Source extract ->
+ + + + + + +

Category Archives: SRE

cmemgzip Python tool to compress files in memory when there is no free space on the disk


All the Operation Engineers and SREs that work with systems have found the situation of having a Server with the disk full of logs and needing to keep those logs, and at the same time needing the system to keep running.

This is an uncomfortable situation.

I remember when I was being interviewed in Facebook, in Menlo Park, for a SDM position in the SRE (Software Development Manager) back in 2013-2014. They asked me about a situation where they have the Server disk full, and they deleted a big log file from Apache, but the space didn’t come back. They told me that nobody ever was able to solve this.

I explained that what happened is that Apache still had the fd (file descriptor), and that he will try to write to end of that file, even if they removed the huge log file with rm command, from the system they will not get back any free space. I explained that the easiest solution was to stop apache. They agreed and asked me how we could do the same without restarting the Webserver and I said that manipulating the file descriptors under /proc. They told me what I was the first person to solve this.

How it works

Basically cmemgzip will read a file, as binary, and will load it completely in to Memory.

Then it will compress it also in Memory. Then it will release the memory used to keep the original, will validate write permissions on the folder, will check that the compressed file is smaller than the original, and will delete the original and, using the new space now available in disk, write the compressed and smaller version of the file in gzip format.

Since version 0.3 you can specify an amount of memory that you will use for the blocks of data read from the file, so you can limit greatly the memory usage and compress files much more bigger than the amount of memory.

If for whatever reason the gz version cannot be written to disk, you’ll be asked for another route.

I mentioned before about File Descriptors, and programs that may keep those files open.

So my advice here, is that if you have to compress Apache logs or logs from a multi-thread program, and disk is full, and several instances may be trying to write to the log file: to stop Apache service if you can, and then run cmemgzip. I want to add it the future to auto-release open fd, but this is delicate and requires a lot of time to make sure it will be reliable in all the circumstances and will obey the exact desires of the SRE realizing the operation, without unexpected undesired side effects. It can be implemented with a new parameter, so the SysAdmin will know what is requesting.

Get the source code

You can decompress it later with gzip/gunzip.

So about cmemgzip you can git clone the project from here:

git clone

The is very clear:

The program is written in Python 3, and I gave it License MIT, so you can use it and the Open Source really with Freedom.

Do you want to test in other platforms?

This is a version 0.3.

I have only tested it in:

  • Ubuntu 20.04 LTS Linux for x64
  • Ubuntu 20.04 LTS 64 bits under Raspberry Pi 4 (ARM Processors)
  • Windows 10 Professional x64
  • Mac OS X
  • CentOS

It should work in all the platforms supporting Python, but if you want to contribute testing for other platforms, like Windows 32 bit, Solaris or BSD, let me know.

Alternative solutions

You can create a ramdisk and compress it to there. Then delete the original and move the compressed file from ramdisk to the hard drive, and unload the ramdrive Kernel Module. However we find very often with this problems in Docker containers or in instances that don’t have the Kernel module installed. Is much more easier to run cmemgzip.

Another strategy you can do for the future is to have a folder based on ZFS and compression. Again, ZFS should be installed on the system, and this doesn’t happen with Docker containers.

+ + + + + + +

Records provided ->
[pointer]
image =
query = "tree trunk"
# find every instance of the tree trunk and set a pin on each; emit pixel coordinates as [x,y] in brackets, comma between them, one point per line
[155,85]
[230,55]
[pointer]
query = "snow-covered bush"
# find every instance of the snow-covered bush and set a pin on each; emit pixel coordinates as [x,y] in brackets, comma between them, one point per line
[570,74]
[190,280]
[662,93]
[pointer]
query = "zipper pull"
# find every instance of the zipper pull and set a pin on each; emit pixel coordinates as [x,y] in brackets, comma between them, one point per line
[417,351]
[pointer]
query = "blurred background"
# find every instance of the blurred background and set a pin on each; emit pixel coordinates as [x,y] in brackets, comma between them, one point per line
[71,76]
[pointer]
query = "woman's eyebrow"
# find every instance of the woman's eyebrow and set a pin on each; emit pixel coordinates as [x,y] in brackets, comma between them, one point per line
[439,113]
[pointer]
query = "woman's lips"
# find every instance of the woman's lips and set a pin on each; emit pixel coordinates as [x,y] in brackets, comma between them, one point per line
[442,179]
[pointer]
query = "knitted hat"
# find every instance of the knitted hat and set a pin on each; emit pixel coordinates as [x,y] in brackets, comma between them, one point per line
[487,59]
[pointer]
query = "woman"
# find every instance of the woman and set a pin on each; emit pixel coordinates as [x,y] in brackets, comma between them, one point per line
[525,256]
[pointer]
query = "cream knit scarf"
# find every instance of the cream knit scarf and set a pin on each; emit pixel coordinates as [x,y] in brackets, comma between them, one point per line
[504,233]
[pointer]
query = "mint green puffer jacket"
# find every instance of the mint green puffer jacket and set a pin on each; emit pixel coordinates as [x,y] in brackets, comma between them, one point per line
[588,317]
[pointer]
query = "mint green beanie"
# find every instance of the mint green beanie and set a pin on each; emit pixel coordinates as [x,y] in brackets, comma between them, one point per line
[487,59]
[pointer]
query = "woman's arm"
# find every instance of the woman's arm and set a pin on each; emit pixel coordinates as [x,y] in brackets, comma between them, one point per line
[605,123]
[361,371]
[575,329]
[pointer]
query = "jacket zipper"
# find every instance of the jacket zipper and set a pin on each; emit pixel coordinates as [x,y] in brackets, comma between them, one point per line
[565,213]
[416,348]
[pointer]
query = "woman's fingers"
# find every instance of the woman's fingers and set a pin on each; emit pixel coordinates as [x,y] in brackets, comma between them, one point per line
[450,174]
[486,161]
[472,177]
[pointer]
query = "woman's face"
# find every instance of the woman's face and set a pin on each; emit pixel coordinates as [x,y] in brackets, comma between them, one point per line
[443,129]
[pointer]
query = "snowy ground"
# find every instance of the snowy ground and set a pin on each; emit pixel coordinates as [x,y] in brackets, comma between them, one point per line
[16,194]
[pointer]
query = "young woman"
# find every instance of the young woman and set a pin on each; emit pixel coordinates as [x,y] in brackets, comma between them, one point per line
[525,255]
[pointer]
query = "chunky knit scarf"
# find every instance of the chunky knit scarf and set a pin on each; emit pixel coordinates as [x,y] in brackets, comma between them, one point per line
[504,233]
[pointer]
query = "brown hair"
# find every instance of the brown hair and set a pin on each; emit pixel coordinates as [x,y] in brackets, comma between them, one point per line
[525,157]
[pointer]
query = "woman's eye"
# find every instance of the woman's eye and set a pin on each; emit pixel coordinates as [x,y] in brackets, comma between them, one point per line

+ + + + + + +

Prompt ->
Under what license does the cmemgzip post say the tool was released? The material above comes from a separate source, not from the cmemgzip post.

Exercise output ->
The MIT License.